- **WHAT TO DO**
1. In the passage about Inglourious Basterds, which movie started Quentin Tarantino's career, and in what year?
2. Using the passage about Inglourious Basterds, explain what it credits for much of the movie's popularity.

===== SELECTED PASSAGE

Inglourious Basterds is one of Quentin Tarantino’s most popular movies, and a big part of that success is thanks to Christoph Waltz’s performance as Hans Landa, the movie’s antagonist – and one peculiar trick from Tarantino helped make his performance and the movie in general a lot greater. Quentin Tarantino is now one of the most respected (and controversial, as well) filmmakers in the industry, and it all began in 1992 with the crime movie Reservoir Dogs. Since then, he has explored different genres with his trademark narrative style and generous doses of violence, and in 2009, he surprised the audience with the war movie Inglourious Basterds.

For Inglourious Basterds, Tarantino took real-life events and gave them a twist, telling his own version of historical events, in this case, World War II. Inglourious Basterds follows two subplots with its protagonists having one common goal: killing as many Nazis as possible, including Hitler. One of these plans was by a group known as the “Basterds”, led by Aldo Raine (Brad Pitt), and the other by Shosanna Dreyfus/Emmanuelle Mimieux (Mélanie Laurent), a Jewish cinema owner whose family was killed by SS officer Hans Landa, who serves as the main villain of the story. Hans Landa gave Waltz his first Academy Award and is often listed as one of the greatest (and scariest) villains in film history, and a big part of that success is thanks to a trick Tarantino used before filming.

Related: Inglourious Basterds True Story: Did ANY Of Quentin Tarantino's Movie Really Happen?

==========
===== ENTRIES SUPPLIED

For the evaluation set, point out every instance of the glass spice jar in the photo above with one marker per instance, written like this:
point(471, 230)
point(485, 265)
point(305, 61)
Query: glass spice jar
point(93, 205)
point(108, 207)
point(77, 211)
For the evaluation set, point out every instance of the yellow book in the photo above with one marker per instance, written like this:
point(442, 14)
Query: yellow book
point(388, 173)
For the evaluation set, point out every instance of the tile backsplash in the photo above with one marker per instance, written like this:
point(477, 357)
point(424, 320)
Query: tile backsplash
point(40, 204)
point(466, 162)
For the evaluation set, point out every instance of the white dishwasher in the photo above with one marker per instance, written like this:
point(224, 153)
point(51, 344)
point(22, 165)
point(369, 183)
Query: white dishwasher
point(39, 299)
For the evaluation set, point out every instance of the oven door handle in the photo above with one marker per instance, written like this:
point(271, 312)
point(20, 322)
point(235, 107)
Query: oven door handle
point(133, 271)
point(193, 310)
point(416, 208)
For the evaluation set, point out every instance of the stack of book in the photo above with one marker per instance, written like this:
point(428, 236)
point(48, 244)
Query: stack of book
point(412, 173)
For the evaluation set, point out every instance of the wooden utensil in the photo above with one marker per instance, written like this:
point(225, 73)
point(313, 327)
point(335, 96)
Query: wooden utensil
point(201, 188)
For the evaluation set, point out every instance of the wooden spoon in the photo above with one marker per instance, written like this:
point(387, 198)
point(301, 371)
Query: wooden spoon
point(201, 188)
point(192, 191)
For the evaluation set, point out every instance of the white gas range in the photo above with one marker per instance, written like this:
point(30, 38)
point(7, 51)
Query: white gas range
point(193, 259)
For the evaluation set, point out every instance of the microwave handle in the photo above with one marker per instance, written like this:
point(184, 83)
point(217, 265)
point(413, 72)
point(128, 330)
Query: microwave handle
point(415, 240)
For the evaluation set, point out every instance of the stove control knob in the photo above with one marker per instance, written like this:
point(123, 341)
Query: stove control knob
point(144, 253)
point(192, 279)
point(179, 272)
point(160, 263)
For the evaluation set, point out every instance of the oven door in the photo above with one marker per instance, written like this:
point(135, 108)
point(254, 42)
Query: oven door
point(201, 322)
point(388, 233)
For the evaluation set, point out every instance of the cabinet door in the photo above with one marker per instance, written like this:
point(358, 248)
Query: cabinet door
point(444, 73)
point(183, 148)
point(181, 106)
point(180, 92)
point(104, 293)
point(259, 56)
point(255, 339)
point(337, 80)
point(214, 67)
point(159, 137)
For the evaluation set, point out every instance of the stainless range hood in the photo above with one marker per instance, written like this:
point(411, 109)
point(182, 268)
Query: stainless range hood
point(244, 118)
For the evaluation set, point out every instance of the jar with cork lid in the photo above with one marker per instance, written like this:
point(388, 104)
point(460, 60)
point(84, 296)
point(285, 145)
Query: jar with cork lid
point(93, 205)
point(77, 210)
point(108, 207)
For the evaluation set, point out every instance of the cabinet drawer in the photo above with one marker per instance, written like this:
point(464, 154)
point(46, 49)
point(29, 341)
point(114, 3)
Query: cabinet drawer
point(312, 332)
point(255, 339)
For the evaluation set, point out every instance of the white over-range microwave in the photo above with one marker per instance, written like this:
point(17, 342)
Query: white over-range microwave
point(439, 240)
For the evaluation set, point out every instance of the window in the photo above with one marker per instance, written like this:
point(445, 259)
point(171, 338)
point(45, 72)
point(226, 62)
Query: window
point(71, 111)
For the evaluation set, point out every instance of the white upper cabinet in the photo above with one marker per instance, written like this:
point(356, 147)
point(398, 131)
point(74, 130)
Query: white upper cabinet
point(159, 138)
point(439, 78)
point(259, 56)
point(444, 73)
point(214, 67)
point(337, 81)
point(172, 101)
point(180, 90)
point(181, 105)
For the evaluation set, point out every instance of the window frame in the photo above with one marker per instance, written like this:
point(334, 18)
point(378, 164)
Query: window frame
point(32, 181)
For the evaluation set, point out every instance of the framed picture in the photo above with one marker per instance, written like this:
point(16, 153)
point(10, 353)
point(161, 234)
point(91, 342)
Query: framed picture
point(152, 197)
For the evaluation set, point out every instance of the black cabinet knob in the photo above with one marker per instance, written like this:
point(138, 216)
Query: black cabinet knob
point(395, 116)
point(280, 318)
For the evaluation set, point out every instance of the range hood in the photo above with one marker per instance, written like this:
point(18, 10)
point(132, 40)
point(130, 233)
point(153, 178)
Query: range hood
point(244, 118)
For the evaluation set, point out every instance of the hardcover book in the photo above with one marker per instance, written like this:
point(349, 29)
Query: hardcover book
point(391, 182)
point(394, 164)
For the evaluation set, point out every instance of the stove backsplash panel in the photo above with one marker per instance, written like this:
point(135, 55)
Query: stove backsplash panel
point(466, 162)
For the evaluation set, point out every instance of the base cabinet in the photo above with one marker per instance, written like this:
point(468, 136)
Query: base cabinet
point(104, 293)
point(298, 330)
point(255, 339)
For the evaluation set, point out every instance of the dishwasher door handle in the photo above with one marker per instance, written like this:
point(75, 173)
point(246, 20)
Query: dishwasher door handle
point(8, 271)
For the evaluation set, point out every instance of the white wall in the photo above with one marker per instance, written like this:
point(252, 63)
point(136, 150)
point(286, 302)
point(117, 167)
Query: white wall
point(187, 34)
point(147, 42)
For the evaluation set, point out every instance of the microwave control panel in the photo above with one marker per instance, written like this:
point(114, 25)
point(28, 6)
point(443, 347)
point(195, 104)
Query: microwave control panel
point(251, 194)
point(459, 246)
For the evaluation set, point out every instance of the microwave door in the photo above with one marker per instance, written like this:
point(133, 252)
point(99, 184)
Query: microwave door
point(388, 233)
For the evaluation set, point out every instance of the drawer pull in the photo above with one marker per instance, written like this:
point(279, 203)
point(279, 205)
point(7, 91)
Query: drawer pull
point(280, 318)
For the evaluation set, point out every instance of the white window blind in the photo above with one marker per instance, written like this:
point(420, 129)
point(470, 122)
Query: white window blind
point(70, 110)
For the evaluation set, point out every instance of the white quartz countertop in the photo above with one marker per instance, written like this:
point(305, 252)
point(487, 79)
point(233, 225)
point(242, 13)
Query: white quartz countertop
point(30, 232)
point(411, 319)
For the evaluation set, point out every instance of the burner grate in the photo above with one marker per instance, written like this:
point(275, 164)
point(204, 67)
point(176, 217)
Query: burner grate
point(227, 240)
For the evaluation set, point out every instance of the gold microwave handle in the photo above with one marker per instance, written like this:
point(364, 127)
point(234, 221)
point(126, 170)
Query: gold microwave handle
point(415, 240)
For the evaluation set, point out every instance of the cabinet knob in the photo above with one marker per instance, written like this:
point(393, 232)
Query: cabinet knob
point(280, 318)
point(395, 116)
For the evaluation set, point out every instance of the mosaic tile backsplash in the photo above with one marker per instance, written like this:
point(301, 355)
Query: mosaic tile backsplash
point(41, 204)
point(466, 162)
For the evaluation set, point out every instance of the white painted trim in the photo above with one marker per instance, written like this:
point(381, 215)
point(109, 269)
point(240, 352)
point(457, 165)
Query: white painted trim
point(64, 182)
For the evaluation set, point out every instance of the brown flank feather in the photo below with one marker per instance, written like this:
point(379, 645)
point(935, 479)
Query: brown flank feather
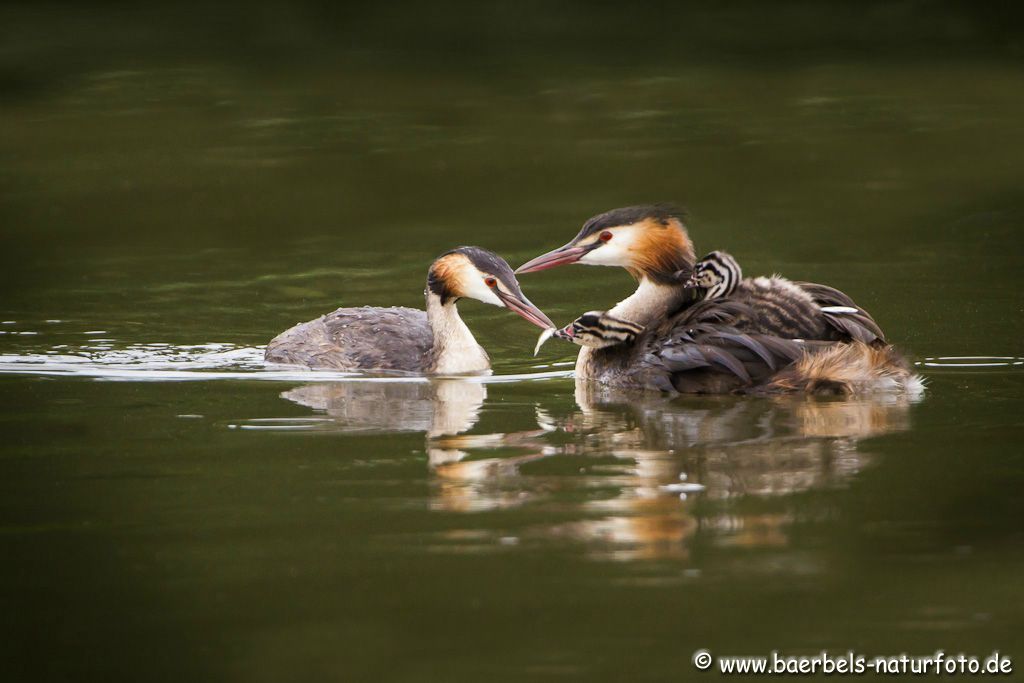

==========

- **SOLUTIONS TO THE EXERCISE**
1. Reservoir Dogs, in 1992.

2. Much of the movie's popularity comes from Christoph Waltz's performance as the antagonist, Hans Landa. A trick Tarantino used before filming helped make both that performance and the movie much greater.